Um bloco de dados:
:::

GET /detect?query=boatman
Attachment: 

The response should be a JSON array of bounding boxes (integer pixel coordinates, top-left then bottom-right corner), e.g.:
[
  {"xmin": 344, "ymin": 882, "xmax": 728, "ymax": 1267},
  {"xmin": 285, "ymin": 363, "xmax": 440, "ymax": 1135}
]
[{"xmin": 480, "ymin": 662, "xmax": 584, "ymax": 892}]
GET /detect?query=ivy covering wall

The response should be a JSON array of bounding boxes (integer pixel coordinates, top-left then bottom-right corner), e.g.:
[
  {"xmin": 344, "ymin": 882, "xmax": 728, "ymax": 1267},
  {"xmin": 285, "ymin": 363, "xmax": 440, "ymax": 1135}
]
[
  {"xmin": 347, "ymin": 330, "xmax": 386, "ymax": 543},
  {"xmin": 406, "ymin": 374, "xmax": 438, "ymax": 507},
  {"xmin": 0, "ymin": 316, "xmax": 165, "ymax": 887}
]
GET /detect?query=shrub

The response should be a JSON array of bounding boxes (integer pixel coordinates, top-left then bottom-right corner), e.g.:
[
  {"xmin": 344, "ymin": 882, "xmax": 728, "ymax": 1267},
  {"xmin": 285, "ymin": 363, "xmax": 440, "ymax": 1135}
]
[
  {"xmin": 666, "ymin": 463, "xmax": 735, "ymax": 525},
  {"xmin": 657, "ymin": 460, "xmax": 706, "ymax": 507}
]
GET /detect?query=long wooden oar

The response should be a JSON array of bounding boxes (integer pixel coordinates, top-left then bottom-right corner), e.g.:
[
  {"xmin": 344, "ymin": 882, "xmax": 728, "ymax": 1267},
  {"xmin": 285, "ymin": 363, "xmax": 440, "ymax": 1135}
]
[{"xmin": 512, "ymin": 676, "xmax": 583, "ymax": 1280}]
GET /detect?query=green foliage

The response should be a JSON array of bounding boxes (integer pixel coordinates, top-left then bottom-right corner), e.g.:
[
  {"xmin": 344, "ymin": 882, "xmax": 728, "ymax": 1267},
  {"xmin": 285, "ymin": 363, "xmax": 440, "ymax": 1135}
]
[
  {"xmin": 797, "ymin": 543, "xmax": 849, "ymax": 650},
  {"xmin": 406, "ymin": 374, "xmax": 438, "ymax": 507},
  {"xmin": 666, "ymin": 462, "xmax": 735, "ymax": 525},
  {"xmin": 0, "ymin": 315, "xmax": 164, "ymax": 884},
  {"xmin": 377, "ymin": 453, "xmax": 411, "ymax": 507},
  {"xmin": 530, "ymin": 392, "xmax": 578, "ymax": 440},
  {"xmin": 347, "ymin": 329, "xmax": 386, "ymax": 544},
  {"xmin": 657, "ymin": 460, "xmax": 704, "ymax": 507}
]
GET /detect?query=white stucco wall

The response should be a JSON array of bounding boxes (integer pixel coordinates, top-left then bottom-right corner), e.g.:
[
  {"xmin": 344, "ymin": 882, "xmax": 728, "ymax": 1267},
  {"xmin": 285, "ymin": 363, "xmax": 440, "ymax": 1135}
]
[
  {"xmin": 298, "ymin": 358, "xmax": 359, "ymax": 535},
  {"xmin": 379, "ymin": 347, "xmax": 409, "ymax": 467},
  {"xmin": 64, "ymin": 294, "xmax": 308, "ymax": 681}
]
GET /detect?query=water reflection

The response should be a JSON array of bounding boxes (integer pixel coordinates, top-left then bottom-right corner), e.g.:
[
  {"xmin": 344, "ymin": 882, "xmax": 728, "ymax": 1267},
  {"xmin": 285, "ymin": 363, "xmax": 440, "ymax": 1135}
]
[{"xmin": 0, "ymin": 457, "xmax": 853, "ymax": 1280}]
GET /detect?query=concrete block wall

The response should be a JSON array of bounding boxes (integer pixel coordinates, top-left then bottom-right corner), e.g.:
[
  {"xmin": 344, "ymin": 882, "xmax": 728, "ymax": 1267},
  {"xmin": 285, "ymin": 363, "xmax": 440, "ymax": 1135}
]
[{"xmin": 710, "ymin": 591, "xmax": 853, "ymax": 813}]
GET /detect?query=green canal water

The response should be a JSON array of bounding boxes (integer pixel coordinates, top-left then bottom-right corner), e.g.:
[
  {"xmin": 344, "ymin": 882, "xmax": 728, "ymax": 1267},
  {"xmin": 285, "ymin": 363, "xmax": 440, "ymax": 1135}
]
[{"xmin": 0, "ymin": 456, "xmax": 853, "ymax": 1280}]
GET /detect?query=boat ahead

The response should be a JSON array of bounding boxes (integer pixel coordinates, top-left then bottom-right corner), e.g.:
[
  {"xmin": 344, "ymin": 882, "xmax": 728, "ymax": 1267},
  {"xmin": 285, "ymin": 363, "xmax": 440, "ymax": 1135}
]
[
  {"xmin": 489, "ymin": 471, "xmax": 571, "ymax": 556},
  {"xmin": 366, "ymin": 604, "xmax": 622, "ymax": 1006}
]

:::

Por favor, converta todas as linhas de todas as entradas acima em uma lista numerada, deixando de fora as linhas em branco.

* [Resultado abaixo]:
1. GET /detect?query=boatman
2. Attachment: 
3. The response should be a JSON array of bounding boxes (integer pixel coordinates, top-left then bottom-right corner), e.g.:
4. [
5.   {"xmin": 344, "ymin": 882, "xmax": 728, "ymax": 1267},
6.   {"xmin": 285, "ymin": 363, "xmax": 440, "ymax": 1135}
7. ]
8. [{"xmin": 480, "ymin": 662, "xmax": 584, "ymax": 892}]
9. GET /detect?query=ivy covering wall
10. The response should be a JSON array of bounding boxes (integer pixel coordinates, top-left then bottom-right corner), e.g.:
11. [
12.   {"xmin": 344, "ymin": 882, "xmax": 728, "ymax": 1267},
13.   {"xmin": 285, "ymin": 363, "xmax": 440, "ymax": 1135}
14. ]
15. [
16.   {"xmin": 347, "ymin": 330, "xmax": 386, "ymax": 543},
17.   {"xmin": 406, "ymin": 374, "xmax": 438, "ymax": 507},
18.   {"xmin": 0, "ymin": 316, "xmax": 165, "ymax": 887}
19. ]
20. GET /detect?query=shrub
21. The response should be a JSON array of bounding boxes (integer pixel coordinates, top-left then bottom-right corner), e.g.:
22. [
23.   {"xmin": 344, "ymin": 882, "xmax": 728, "ymax": 1267},
24.   {"xmin": 285, "ymin": 363, "xmax": 440, "ymax": 1135}
25. ]
26. [
27.   {"xmin": 666, "ymin": 463, "xmax": 735, "ymax": 525},
28.   {"xmin": 657, "ymin": 460, "xmax": 706, "ymax": 507}
29. ]
30. GET /detect?query=long wooden oar
31. The response should be a JSON array of bounding boxes (integer pixel coordinates, top-left then bottom-right corner), e.g.:
32. [
33.   {"xmin": 344, "ymin": 882, "xmax": 728, "ymax": 1267},
34.   {"xmin": 285, "ymin": 363, "xmax": 440, "ymax": 1135}
35. ]
36. [{"xmin": 512, "ymin": 676, "xmax": 583, "ymax": 1280}]
37. GET /detect?query=green foliage
38. The response should be a JSON array of bounding boxes (integer pixel coordinates, top-left then bottom-right corner), e.g.:
39. [
40.   {"xmin": 344, "ymin": 882, "xmax": 728, "ymax": 1267},
41.   {"xmin": 285, "ymin": 363, "xmax": 440, "ymax": 1135}
42. ]
43. [
44.   {"xmin": 797, "ymin": 543, "xmax": 849, "ymax": 650},
45.   {"xmin": 406, "ymin": 374, "xmax": 438, "ymax": 507},
46.   {"xmin": 666, "ymin": 462, "xmax": 735, "ymax": 525},
47.   {"xmin": 0, "ymin": 315, "xmax": 164, "ymax": 884},
48.   {"xmin": 377, "ymin": 453, "xmax": 411, "ymax": 507},
49.   {"xmin": 530, "ymin": 392, "xmax": 578, "ymax": 440},
50.   {"xmin": 347, "ymin": 329, "xmax": 386, "ymax": 544},
51.   {"xmin": 657, "ymin": 460, "xmax": 704, "ymax": 507}
52. ]
53. GET /detect?query=white stucco wall
54. The response should be a JSON array of bounding boxes (integer pixel coordinates, top-left then bottom-right corner), e.g.:
55. [
56.   {"xmin": 344, "ymin": 882, "xmax": 728, "ymax": 1267},
57.   {"xmin": 285, "ymin": 363, "xmax": 440, "ymax": 1135}
58. ]
59. [
60.   {"xmin": 298, "ymin": 358, "xmax": 359, "ymax": 535},
61.   {"xmin": 379, "ymin": 347, "xmax": 409, "ymax": 467},
62.   {"xmin": 64, "ymin": 294, "xmax": 308, "ymax": 681}
63. ]
64. GET /detect?query=water reflection
65. The response should be a JSON array of bounding boxes (integer pixel coordinates, top-left then bottom-right corner), e.g.:
66. [
67.   {"xmin": 344, "ymin": 882, "xmax": 728, "ymax": 1267},
68.   {"xmin": 285, "ymin": 363, "xmax": 440, "ymax": 1135}
69. ]
70. [{"xmin": 0, "ymin": 457, "xmax": 853, "ymax": 1280}]
71. GET /detect?query=concrete block wall
72. The response should be a JSON array of bounding boxes (integer pixel coordinates, top-left then bottom-right corner), e.g.:
73. [
74.   {"xmin": 344, "ymin": 882, "xmax": 728, "ymax": 1267},
75.   {"xmin": 285, "ymin": 363, "xmax": 440, "ymax": 1135}
76. ]
77. [{"xmin": 710, "ymin": 591, "xmax": 853, "ymax": 813}]
78. GET /detect?query=green canal water
79. The response should be a JSON array of bounding boxes (integer pixel coordinates, top-left then bottom-right corner), e.g.:
80. [
81.   {"xmin": 344, "ymin": 882, "xmax": 728, "ymax": 1267},
82.   {"xmin": 285, "ymin": 363, "xmax": 440, "ymax": 1135}
83. ]
84. [{"xmin": 0, "ymin": 456, "xmax": 853, "ymax": 1280}]
85. GET /detect?query=boat ahead
86. The response should be a JSON array of bounding boxes (integer pixel coordinates, top-left then bottom-right corner), e.g.:
87. [
88.   {"xmin": 344, "ymin": 882, "xmax": 728, "ymax": 1267},
89.   {"xmin": 285, "ymin": 363, "xmax": 440, "ymax": 1135}
90. ]
91. [
92.   {"xmin": 489, "ymin": 471, "xmax": 571, "ymax": 556},
93.   {"xmin": 366, "ymin": 604, "xmax": 622, "ymax": 1006}
94. ]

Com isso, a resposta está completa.